**Text provided:**
________________________________________

What a characteristically misleading statement. In reality only 5 percent of indictments of Palestinians in Israeli courts are for causing or attempting to cause death — less than the percentage of indictments of Palestinian prisoners for traffic offences (incidentally, many of which are treated as threats to Israeli security according to military order 378, Section VI) (“Presumed Guilty: Failures of the Israeli military court system (Page 9), Addameer, November 2009).

Another Israeli prime minister spokesperson, Ofir Gendelman, stated on Twitter: “6 of the 1600 prisoners on hunger strike are administrative detainees, the rest were tried and convicted of terrorism.”

Also a misleading statement, taking into account the nature of terrorism offenses as defined by Israeli military orders, which constitute Israel’s legal basis for its control over the West Bank and Gaza Strip.

Israel has drafted numerous military orders pertaining to the detention and prosecution of Palestinian prisoners.

For example, military order 101 states that attending protests, waving flags without a permit, sitting in a cafe if the Israeli military commander has ordered it closed, displaying political symbols, printing and distributing material “of political significance,” assembly of ten or more Palestinian political characters without a permit from Israel, and attempting to influence political opinion (deemed political incitement), are some of the offenses considered “Hostile Terrorist Activity.”

________________________________________

**Check your understanding:**
#1 Decide whether each statement agrees with the passage on Palestinian prisoners: (a) Only 5 percent of indictments of Palestinians in Israeli courts are for causing or attempting to cause death; (b) Ofir Gendelman made his statement in a newspaper interview; (c) Military order 101 counts waving flags without a permit among offenses considered "Hostile Terrorist Activity." Answer yes or no for each, and quote the passage's deciding words.
#2 Output, word for word, the part of the passage on Palestinian prisoners that opens with the words containing "Another Israeli prime" and closes with "and Gaza Strip.".
#3 Pick up the passage on Palestinian prisoners after its final sentence and write what comes next.
The lines that come next are not needed for any of this work.

________________________________________

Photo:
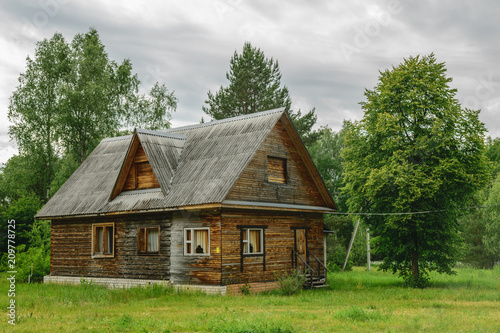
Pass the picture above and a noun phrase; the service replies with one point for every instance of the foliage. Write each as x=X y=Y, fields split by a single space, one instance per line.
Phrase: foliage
x=69 y=98
x=338 y=243
x=255 y=85
x=22 y=211
x=493 y=153
x=414 y=150
x=304 y=124
x=290 y=282
x=18 y=179
x=325 y=152
x=37 y=255
x=491 y=235
x=34 y=110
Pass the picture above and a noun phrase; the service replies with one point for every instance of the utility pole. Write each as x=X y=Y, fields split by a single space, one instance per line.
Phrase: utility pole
x=368 y=248
x=350 y=244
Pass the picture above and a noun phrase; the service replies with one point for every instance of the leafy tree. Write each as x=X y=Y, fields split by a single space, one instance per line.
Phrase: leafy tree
x=493 y=153
x=491 y=236
x=22 y=211
x=100 y=96
x=414 y=150
x=34 y=109
x=255 y=85
x=70 y=97
x=325 y=152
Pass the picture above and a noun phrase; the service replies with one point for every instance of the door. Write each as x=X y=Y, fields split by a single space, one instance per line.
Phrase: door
x=301 y=246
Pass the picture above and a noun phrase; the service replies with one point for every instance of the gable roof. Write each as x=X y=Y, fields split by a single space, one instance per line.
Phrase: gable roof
x=194 y=165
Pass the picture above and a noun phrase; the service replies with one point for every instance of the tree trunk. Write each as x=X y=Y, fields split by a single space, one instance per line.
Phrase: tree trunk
x=414 y=263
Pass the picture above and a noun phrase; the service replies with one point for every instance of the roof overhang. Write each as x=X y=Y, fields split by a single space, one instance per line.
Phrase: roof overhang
x=275 y=206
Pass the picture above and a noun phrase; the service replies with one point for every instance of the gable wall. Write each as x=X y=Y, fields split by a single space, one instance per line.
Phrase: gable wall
x=254 y=186
x=140 y=173
x=71 y=251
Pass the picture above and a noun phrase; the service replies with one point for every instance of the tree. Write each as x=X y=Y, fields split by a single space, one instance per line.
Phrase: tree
x=415 y=150
x=325 y=152
x=34 y=109
x=493 y=153
x=70 y=97
x=255 y=85
x=491 y=235
x=101 y=96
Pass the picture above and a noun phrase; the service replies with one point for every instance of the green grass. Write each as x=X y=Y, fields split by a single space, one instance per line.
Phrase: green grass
x=358 y=301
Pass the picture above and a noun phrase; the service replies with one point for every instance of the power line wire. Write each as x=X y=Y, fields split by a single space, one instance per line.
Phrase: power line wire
x=415 y=213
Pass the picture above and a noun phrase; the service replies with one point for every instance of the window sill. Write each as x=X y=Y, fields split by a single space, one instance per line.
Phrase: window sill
x=99 y=256
x=148 y=253
x=260 y=254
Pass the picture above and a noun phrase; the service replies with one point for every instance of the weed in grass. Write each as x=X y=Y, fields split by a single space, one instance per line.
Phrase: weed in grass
x=356 y=313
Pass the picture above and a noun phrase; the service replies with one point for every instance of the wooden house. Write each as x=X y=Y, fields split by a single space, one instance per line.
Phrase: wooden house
x=219 y=203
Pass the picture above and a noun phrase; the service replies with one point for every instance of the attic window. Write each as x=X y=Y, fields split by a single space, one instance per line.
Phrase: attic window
x=141 y=174
x=276 y=170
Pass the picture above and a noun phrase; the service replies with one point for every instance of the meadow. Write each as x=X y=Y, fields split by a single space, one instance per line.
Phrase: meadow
x=357 y=301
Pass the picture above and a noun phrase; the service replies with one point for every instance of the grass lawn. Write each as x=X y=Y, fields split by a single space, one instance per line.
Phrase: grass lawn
x=358 y=301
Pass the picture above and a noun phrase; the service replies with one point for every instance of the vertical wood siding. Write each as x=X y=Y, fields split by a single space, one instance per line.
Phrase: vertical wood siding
x=253 y=184
x=140 y=175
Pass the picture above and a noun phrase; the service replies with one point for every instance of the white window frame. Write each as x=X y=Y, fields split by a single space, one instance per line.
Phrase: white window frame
x=193 y=245
x=247 y=232
x=94 y=235
x=145 y=240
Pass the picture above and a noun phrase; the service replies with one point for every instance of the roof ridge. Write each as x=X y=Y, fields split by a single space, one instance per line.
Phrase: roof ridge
x=161 y=134
x=228 y=120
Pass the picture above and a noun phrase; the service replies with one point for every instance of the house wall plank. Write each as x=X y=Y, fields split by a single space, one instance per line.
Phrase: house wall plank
x=196 y=269
x=253 y=184
x=279 y=242
x=71 y=249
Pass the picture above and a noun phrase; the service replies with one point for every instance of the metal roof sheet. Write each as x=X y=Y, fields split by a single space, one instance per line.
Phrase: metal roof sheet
x=194 y=165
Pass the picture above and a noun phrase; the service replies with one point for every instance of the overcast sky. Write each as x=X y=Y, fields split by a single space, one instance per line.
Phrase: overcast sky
x=328 y=51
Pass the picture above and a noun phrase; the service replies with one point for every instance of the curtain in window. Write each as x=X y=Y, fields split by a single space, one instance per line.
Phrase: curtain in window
x=153 y=240
x=201 y=238
x=100 y=240
x=109 y=240
x=254 y=241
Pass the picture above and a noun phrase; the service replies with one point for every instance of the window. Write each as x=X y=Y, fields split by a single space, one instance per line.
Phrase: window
x=276 y=170
x=149 y=240
x=253 y=241
x=197 y=241
x=103 y=240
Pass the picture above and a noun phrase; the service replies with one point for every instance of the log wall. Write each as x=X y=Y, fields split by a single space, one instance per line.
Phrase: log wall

________________________________________

**Task-by-task outputs:**
#1
(a) Yes: "only 5 percent of indictments of Palestinians in Israeli courts are for causing or attempting to cause death"
(b) No: "Ofir Gendelman, stated on Twitter"
(c) Yes: "waving flags without a permit"

#2
Another Israeli prime minister spokesperson, Ofir Gendelman, stated on Twitter: “6 of the 1600 prisoners on hunger strike are administrative detainees, the rest were tried and convicted of terrorism.”

Also a misleading statement, taking into account the nature of terrorism offenses as defined by Israeli military orders, which constitute Israel’s legal basis for its control over the West Bank and Gaza Strip.

#3
Political parties, those under the Palestine Liberation Organization, with which Israel signed a peace deal in 1993, and others, are illegal. It is an act of terror to associate with members of “illegal” parties. It is illegal to invite them into your home, be present at their functions, be in possession of their literature, et cetera. Israel currently holds 27 “democratically-elected” Palestinian members of parliament in administrative detention, among thousands of activists and political figures.

Section 3 of military order 378 criminalizes affiliation to any group any of whose members committed or plans to commit a security offense. Moreover, so much as talking to someone Israel merely suspects could be its enemy, immediate relatives included, is a crime.

Another clause states that an Israeli soldier can order any town person or villager to remove obstructions in the road, including nails and glass. It is a criminal offense to refuse.

This order also allows Israel to prosecute Palestinians who commit offenses inside the West Bank and Gaza Strip..

Military order 1650 criminalizes what is defined as “infiltration,” which includes the presence of Palestinians from the Gaza Strip in the West Bank without an Israeli-issued permit, including those born in the West Bank but have a registered address in Gaza. The culprit can face up to twenty years in jail.

Given the wide range of Palestinian political, civic, cultural and social activities criminalized by Israeli military orders, it makes sense that 90 percent out of all Palestinian prisoners who are charged are convicted.

No longer going unnoticed

In his CNN interview, Israeli spokesperson Mark Regev said, “Israel gives our prisoners treatment above and beyond what international standards demands we give, if you look at some of their demands it is really for the extras above and beyond what international law requires.”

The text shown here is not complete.